Make a numbered list of the lines in the data below, skipping blank lines, beginning with the line that contains "the rope harness" and ending after the line that contains "[(639, 407)]".

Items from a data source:
--- --- ---

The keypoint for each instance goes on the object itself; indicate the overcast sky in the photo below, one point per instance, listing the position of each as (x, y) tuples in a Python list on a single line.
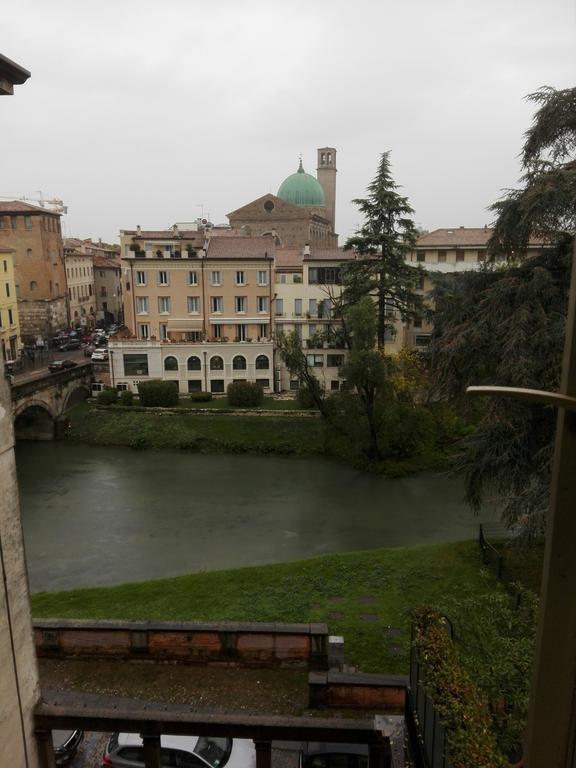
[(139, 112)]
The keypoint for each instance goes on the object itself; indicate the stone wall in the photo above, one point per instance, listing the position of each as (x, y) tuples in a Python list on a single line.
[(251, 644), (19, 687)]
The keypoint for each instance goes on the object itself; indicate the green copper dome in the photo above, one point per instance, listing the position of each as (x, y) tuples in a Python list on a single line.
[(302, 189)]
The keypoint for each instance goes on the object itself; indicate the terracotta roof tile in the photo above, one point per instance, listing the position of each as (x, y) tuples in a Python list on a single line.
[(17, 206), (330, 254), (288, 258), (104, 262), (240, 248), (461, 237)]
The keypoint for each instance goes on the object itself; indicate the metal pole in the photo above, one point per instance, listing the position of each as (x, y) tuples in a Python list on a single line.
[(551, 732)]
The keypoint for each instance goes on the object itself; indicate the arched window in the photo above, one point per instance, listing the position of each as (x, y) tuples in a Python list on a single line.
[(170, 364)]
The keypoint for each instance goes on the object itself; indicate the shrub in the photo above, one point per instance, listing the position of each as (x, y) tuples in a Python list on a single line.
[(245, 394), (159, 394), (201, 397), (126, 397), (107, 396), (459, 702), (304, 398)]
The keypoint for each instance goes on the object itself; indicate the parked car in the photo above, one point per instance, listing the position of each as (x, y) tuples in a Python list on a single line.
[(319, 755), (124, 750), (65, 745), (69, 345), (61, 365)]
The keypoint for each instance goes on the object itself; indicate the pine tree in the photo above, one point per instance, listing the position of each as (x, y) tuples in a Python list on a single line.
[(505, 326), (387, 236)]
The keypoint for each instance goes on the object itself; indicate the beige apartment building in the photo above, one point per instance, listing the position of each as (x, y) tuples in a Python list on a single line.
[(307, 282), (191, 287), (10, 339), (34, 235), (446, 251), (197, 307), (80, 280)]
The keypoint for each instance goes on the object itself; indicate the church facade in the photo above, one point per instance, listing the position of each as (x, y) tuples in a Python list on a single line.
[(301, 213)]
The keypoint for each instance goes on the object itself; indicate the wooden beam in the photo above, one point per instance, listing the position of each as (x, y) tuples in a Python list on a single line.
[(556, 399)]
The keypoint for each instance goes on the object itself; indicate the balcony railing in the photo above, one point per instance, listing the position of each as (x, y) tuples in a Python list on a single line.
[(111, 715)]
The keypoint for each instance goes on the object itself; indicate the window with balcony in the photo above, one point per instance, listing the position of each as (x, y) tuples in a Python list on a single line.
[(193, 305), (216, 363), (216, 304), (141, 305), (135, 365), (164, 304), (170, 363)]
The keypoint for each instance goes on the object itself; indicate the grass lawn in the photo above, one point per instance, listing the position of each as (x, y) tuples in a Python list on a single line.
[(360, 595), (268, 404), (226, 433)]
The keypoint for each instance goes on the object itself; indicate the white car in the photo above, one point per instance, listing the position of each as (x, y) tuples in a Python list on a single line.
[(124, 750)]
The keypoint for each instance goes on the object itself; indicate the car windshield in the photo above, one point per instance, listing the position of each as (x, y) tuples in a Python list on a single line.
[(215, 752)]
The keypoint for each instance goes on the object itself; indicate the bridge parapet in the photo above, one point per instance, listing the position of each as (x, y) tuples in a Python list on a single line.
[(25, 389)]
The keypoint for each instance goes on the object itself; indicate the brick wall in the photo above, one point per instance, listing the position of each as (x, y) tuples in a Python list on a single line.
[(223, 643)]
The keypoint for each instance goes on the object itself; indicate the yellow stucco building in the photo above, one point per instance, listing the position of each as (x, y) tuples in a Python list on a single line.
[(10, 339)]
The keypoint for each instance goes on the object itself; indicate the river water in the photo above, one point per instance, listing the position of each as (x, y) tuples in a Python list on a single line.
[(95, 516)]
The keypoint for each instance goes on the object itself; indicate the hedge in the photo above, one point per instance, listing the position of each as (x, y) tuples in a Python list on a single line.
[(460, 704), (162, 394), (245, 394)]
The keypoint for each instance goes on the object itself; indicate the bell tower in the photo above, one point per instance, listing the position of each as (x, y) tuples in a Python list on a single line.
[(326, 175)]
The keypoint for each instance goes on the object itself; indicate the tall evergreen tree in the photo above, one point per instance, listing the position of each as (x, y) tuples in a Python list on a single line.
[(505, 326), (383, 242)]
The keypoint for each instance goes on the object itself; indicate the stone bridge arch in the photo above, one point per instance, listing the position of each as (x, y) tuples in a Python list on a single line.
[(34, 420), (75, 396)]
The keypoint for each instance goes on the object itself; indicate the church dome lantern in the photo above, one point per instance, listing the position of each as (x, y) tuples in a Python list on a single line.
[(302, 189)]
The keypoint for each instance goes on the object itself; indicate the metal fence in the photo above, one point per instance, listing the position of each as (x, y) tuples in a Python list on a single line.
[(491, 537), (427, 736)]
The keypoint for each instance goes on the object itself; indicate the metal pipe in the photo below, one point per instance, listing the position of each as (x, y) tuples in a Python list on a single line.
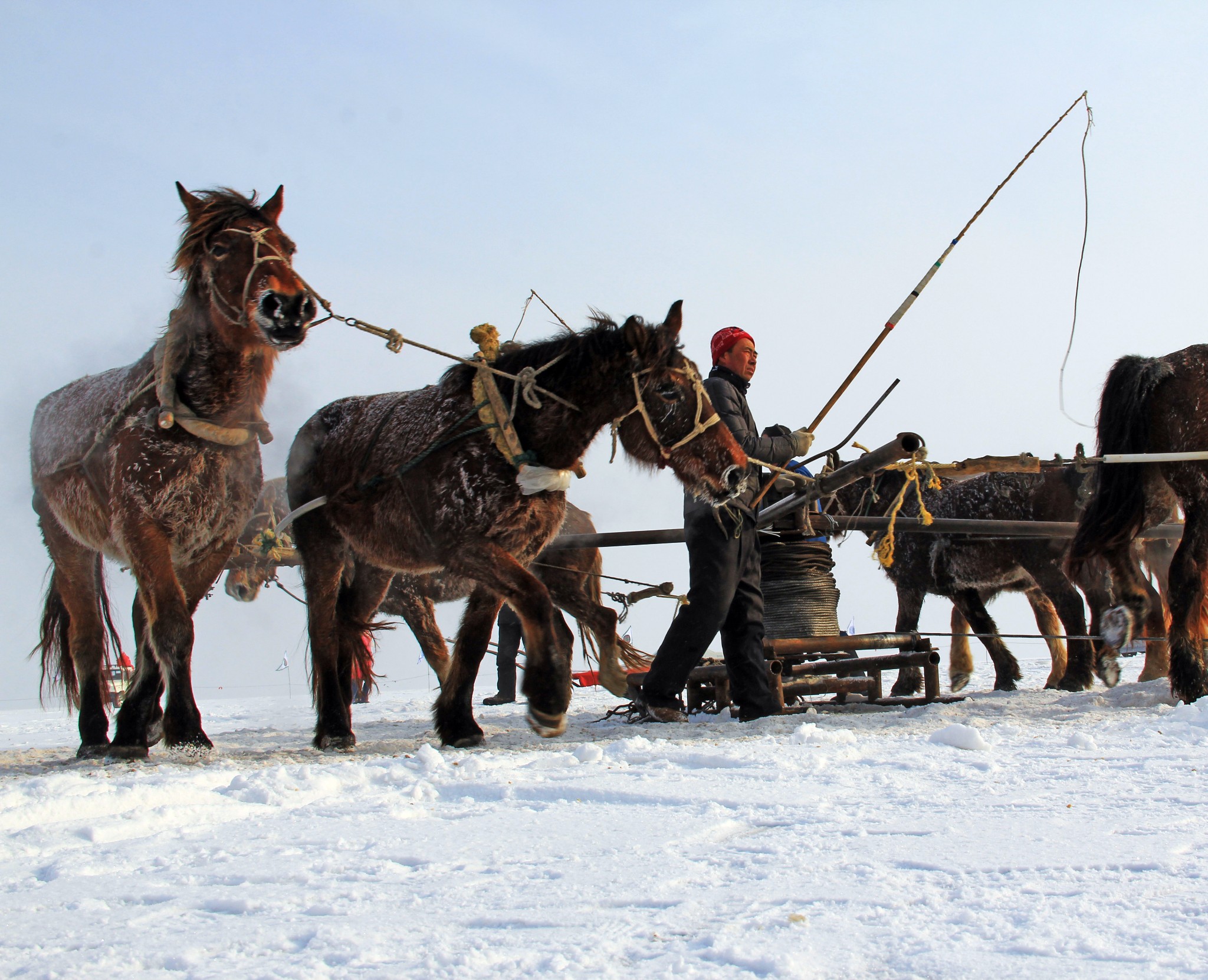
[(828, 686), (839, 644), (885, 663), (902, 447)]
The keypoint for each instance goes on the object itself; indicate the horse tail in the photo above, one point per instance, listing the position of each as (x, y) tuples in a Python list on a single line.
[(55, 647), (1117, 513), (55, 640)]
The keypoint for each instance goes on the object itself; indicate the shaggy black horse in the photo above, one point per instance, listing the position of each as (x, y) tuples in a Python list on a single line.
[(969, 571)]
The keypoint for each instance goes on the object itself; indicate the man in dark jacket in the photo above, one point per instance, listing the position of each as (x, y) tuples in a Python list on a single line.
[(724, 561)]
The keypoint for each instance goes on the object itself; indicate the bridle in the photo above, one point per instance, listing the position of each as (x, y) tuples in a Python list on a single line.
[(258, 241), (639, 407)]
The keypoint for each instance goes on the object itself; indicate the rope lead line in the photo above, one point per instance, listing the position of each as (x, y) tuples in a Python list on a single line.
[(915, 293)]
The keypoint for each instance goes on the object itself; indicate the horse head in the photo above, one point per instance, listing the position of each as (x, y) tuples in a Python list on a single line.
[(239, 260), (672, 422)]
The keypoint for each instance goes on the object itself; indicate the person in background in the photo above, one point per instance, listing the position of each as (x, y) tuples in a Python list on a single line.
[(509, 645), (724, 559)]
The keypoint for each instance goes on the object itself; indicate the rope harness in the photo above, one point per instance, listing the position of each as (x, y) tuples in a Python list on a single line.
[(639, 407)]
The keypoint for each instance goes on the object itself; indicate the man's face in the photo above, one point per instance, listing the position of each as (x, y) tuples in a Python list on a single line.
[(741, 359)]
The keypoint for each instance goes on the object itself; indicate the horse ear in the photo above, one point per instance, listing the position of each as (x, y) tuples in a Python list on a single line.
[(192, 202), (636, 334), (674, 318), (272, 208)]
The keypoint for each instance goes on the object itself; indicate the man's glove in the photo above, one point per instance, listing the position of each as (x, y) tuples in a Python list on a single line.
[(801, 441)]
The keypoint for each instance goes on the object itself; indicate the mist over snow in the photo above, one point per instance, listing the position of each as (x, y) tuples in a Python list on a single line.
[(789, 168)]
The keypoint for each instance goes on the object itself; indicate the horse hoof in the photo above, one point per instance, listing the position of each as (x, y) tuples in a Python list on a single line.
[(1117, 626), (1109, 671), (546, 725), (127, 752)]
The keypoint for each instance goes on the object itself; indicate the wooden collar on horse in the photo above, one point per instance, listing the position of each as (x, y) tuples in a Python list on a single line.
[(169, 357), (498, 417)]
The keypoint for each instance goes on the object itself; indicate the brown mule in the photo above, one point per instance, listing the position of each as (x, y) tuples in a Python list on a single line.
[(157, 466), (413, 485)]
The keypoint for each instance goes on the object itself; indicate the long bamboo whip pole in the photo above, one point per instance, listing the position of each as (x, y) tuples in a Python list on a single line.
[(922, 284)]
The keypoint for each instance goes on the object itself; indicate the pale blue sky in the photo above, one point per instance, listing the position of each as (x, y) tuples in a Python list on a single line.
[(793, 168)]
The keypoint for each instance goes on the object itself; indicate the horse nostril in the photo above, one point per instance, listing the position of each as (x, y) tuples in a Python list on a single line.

--- --- ---

▶ _Solution_
1. The keypoint for each instance goes on the object itself; indicate the rope harness in the photo above, one point per instance, listing the position of each as (x, y) tuples in a Python list on a single line.
2. [(639, 407)]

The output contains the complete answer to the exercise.